- [Task description]: Count the lines of the listing below that contain the string "pocket", treating case as significant, and give only the number.

(Entries on locating named things)
-- BEGIN --

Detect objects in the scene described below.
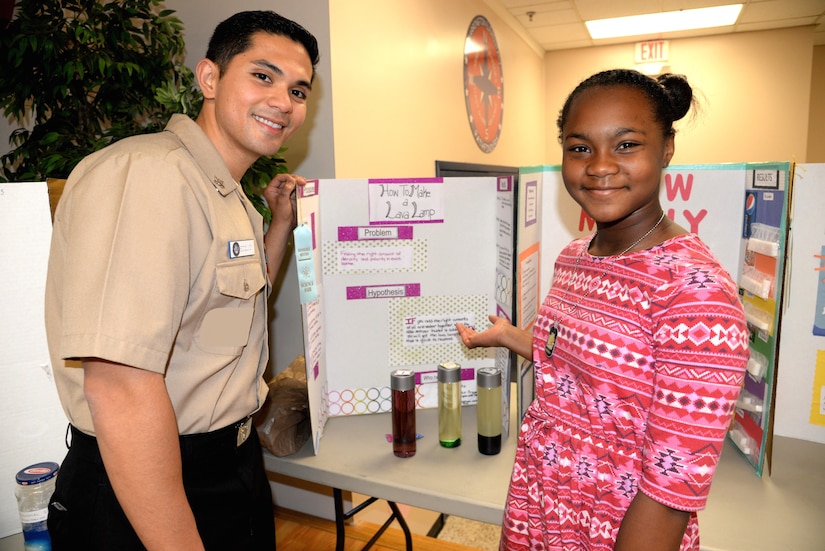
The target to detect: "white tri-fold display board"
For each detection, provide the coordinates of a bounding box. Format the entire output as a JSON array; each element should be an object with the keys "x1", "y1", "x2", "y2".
[{"x1": 296, "y1": 162, "x2": 825, "y2": 474}]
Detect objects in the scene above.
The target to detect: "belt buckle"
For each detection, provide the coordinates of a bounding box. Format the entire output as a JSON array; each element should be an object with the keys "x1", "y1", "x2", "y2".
[{"x1": 236, "y1": 417, "x2": 252, "y2": 446}]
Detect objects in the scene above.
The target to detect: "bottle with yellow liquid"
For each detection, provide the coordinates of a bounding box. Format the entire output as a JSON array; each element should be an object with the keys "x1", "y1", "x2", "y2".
[
  {"x1": 438, "y1": 362, "x2": 461, "y2": 448},
  {"x1": 476, "y1": 367, "x2": 502, "y2": 455}
]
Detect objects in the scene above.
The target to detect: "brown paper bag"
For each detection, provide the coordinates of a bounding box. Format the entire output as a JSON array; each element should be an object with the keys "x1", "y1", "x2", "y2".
[{"x1": 253, "y1": 355, "x2": 312, "y2": 457}]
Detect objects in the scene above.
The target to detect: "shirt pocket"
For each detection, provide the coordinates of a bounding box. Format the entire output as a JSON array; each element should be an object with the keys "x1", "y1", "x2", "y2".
[{"x1": 198, "y1": 260, "x2": 266, "y2": 355}]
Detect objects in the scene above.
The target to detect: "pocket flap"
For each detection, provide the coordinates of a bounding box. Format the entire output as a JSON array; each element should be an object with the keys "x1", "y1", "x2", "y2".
[{"x1": 216, "y1": 259, "x2": 266, "y2": 300}]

-- END --

- [Final result]: 2